> [EXERCISE BRIEF]: Report every line of the lines below that contains the string "wall", copying each one in full. Case counts.
+===+
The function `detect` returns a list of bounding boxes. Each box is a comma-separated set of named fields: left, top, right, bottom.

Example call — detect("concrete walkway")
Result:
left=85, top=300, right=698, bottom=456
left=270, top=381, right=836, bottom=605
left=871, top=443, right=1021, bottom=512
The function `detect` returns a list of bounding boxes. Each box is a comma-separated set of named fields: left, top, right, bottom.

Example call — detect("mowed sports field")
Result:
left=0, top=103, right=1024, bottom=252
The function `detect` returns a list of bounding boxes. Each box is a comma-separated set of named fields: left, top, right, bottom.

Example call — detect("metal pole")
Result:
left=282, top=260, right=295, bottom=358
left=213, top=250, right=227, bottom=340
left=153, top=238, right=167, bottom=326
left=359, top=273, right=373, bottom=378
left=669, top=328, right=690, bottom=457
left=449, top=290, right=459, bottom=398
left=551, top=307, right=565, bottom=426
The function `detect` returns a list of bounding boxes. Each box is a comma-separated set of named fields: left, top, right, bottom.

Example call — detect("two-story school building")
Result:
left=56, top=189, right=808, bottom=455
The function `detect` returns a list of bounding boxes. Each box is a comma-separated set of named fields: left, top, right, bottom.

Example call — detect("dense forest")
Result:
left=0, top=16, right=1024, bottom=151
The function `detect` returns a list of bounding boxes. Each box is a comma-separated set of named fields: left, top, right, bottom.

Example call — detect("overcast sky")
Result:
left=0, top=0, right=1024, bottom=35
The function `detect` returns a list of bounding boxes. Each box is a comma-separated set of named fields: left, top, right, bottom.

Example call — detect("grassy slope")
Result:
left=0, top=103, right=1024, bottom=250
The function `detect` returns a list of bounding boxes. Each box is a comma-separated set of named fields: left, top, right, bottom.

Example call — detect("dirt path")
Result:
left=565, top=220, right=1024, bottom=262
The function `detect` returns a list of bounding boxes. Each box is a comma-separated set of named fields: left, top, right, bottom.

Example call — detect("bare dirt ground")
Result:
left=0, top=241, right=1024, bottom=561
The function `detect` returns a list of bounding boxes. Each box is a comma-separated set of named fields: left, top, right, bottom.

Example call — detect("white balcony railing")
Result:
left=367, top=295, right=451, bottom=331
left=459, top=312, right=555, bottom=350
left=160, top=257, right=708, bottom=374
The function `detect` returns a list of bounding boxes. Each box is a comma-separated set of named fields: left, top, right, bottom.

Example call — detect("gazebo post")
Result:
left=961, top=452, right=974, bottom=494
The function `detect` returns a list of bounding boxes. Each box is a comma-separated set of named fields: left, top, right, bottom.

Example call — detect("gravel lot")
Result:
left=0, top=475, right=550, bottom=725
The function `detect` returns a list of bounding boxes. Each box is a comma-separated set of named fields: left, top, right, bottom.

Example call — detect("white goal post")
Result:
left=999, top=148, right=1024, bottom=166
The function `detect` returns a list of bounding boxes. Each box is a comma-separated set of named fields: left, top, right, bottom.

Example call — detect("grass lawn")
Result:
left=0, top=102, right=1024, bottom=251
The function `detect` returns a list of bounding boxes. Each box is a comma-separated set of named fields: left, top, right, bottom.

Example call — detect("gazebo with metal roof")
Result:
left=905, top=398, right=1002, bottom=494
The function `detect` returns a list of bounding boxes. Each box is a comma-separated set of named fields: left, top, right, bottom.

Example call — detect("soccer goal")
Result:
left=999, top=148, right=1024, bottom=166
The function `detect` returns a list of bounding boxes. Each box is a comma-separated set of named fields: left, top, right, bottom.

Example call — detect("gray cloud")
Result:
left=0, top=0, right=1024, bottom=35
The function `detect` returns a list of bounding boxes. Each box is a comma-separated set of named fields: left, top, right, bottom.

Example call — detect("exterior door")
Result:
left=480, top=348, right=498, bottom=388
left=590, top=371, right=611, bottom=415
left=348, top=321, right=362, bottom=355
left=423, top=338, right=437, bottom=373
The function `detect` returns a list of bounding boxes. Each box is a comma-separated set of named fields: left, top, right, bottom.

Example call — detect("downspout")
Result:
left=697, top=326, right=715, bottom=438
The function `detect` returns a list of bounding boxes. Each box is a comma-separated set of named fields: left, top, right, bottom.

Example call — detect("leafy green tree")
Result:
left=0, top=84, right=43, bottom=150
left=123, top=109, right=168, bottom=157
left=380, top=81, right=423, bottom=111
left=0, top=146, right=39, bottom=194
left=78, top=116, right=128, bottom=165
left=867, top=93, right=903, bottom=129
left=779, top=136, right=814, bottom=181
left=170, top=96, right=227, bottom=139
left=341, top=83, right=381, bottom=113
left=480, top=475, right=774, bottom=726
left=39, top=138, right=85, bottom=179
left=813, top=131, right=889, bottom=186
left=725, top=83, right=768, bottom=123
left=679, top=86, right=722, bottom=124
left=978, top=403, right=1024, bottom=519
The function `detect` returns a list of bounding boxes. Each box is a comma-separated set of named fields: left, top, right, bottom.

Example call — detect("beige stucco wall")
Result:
+===+
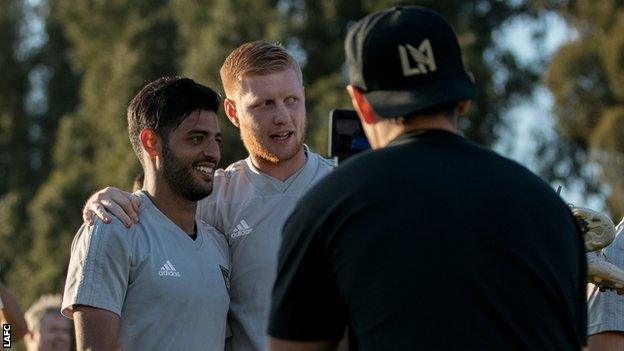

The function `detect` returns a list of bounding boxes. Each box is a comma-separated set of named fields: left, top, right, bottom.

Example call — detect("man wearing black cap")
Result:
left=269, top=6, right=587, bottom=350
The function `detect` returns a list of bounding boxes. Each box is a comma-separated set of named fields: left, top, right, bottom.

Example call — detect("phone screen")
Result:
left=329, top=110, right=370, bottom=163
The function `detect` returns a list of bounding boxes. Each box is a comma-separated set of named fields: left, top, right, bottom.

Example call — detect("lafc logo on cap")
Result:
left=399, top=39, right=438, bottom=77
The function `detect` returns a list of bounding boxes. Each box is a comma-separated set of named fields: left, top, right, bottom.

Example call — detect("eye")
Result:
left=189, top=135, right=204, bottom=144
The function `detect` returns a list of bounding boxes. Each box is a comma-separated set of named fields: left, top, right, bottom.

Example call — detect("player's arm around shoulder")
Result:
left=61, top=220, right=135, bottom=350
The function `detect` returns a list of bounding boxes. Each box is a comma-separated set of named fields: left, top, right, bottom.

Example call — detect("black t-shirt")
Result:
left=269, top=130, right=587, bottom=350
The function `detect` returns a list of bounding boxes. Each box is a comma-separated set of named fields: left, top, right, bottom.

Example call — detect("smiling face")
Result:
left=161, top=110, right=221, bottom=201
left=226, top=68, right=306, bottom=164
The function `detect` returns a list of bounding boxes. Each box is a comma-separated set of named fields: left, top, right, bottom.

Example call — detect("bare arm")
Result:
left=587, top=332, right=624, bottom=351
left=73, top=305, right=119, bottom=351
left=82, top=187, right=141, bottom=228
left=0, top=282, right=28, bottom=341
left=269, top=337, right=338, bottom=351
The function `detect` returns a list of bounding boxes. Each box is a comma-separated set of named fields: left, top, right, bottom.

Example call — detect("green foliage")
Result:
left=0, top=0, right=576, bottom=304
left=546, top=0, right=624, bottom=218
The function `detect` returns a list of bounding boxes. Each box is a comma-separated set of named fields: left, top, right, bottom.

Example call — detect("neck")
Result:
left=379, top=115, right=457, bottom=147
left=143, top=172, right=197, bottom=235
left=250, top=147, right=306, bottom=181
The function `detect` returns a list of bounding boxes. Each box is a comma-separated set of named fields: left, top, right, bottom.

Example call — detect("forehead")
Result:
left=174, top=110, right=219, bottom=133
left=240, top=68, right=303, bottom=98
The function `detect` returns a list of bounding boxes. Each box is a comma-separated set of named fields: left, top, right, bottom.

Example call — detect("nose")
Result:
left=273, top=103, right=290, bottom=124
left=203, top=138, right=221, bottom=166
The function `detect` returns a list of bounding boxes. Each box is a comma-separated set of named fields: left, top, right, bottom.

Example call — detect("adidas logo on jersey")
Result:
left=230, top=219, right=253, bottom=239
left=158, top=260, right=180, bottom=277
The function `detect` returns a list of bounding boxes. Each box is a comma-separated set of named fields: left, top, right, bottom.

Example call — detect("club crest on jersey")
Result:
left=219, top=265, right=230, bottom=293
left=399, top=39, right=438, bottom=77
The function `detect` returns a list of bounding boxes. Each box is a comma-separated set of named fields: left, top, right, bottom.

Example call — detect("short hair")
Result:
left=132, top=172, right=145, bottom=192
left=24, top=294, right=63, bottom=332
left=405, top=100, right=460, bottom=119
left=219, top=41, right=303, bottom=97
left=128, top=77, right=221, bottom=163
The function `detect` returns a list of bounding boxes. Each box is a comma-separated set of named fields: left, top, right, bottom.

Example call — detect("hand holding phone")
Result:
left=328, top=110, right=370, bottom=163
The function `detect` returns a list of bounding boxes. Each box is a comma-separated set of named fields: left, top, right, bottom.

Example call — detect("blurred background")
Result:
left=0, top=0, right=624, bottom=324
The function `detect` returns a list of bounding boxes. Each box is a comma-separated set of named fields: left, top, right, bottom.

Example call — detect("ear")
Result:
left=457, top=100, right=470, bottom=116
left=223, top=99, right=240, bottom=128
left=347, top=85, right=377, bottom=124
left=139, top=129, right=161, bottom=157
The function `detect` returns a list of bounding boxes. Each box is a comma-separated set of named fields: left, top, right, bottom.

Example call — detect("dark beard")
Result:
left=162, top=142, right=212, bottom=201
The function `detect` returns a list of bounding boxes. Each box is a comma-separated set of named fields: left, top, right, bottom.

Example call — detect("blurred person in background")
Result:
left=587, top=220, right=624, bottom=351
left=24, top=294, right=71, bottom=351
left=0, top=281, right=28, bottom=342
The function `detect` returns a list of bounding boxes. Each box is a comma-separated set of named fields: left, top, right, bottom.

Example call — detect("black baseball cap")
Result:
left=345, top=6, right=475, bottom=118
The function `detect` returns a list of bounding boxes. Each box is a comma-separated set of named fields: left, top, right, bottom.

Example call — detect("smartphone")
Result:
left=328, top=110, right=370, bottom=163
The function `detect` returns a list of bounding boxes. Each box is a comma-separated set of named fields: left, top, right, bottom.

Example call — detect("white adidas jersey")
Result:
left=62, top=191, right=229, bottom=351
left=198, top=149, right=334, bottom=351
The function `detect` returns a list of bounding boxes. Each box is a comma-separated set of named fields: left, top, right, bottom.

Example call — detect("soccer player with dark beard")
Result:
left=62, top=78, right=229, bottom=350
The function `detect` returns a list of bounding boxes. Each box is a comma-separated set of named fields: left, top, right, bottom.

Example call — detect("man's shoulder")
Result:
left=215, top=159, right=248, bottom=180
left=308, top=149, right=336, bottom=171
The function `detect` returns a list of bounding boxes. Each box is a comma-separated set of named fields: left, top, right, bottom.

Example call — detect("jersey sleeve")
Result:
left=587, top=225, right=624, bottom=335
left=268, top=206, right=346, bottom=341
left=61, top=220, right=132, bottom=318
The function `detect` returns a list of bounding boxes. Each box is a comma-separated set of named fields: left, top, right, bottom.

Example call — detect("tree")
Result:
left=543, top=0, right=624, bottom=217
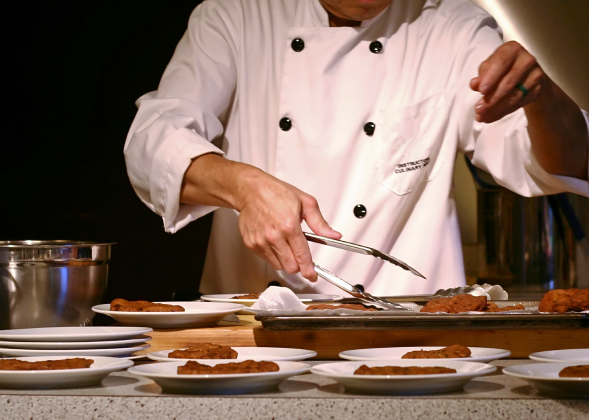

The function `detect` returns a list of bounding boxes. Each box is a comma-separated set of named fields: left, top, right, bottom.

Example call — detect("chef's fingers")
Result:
+===+
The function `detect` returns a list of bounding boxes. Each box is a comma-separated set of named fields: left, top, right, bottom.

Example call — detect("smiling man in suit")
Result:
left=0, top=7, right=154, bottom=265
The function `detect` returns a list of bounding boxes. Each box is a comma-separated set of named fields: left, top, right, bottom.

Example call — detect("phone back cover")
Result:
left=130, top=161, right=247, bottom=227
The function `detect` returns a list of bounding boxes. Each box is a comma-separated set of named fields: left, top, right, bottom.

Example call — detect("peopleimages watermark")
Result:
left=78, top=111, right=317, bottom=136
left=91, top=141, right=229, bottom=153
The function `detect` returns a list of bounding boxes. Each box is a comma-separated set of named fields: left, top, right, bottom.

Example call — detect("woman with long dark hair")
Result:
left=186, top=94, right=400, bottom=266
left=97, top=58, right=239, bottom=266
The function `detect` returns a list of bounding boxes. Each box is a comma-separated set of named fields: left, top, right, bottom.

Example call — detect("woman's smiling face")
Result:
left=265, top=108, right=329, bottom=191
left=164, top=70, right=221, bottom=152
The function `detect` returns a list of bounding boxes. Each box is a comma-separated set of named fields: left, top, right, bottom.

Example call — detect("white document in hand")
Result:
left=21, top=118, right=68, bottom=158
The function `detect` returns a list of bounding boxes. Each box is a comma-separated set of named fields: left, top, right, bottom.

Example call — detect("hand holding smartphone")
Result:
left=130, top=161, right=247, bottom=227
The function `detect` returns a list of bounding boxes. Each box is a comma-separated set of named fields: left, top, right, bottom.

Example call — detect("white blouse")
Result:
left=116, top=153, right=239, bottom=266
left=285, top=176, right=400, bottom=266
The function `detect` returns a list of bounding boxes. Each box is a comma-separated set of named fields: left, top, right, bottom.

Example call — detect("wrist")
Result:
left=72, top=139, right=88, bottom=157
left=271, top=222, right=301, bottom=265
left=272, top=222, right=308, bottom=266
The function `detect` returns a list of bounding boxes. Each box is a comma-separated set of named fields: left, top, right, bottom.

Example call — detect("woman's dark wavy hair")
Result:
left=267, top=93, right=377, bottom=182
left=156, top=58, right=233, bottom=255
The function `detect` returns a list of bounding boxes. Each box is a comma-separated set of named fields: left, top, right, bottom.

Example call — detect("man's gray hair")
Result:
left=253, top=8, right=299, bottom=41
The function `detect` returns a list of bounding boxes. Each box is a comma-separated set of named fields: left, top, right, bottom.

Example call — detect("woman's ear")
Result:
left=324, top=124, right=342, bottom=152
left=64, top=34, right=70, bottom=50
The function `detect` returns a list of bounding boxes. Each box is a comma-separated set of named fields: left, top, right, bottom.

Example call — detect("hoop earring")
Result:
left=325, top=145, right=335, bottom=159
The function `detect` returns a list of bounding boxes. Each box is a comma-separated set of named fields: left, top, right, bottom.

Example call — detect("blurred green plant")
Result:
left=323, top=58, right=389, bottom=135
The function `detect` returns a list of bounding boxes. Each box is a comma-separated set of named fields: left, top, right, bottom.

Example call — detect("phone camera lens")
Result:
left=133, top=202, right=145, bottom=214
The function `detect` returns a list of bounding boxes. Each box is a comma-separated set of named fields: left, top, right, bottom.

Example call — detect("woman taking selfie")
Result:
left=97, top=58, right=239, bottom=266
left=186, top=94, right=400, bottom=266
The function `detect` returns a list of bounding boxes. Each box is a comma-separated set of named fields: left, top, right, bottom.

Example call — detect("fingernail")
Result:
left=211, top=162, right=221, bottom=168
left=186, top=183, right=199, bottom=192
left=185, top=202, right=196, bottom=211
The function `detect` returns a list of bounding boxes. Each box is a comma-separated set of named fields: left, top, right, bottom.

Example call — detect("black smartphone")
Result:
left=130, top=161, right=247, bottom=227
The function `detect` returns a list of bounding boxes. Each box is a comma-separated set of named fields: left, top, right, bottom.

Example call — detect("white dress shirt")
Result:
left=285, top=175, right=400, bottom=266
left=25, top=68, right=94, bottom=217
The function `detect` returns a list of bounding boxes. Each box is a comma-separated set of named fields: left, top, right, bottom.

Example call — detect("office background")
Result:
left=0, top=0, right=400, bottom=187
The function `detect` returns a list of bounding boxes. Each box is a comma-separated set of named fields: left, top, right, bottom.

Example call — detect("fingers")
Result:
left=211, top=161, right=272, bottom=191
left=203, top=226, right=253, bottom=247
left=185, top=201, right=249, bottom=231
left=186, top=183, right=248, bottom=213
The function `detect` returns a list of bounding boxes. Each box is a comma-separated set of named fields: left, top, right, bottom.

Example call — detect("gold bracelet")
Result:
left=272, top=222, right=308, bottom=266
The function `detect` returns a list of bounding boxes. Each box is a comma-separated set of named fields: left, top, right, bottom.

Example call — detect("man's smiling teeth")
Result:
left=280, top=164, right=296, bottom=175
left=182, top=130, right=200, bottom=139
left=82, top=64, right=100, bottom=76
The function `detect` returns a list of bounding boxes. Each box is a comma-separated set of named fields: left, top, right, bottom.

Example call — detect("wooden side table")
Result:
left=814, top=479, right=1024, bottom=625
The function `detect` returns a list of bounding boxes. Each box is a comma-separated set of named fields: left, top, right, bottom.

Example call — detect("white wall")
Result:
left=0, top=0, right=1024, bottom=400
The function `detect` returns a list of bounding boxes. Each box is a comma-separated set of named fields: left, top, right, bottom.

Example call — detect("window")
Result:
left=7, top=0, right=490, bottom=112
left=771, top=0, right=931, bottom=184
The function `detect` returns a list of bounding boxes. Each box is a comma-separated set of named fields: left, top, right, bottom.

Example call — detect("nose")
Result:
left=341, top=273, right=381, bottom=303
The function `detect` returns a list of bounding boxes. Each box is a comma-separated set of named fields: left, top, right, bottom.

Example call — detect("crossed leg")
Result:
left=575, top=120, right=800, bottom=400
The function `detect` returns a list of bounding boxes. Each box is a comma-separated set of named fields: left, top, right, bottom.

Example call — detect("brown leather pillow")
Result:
+===+
> [THE ANSWER]:
Example call — detect("beige stucco wall")
Example call — detect("white wall")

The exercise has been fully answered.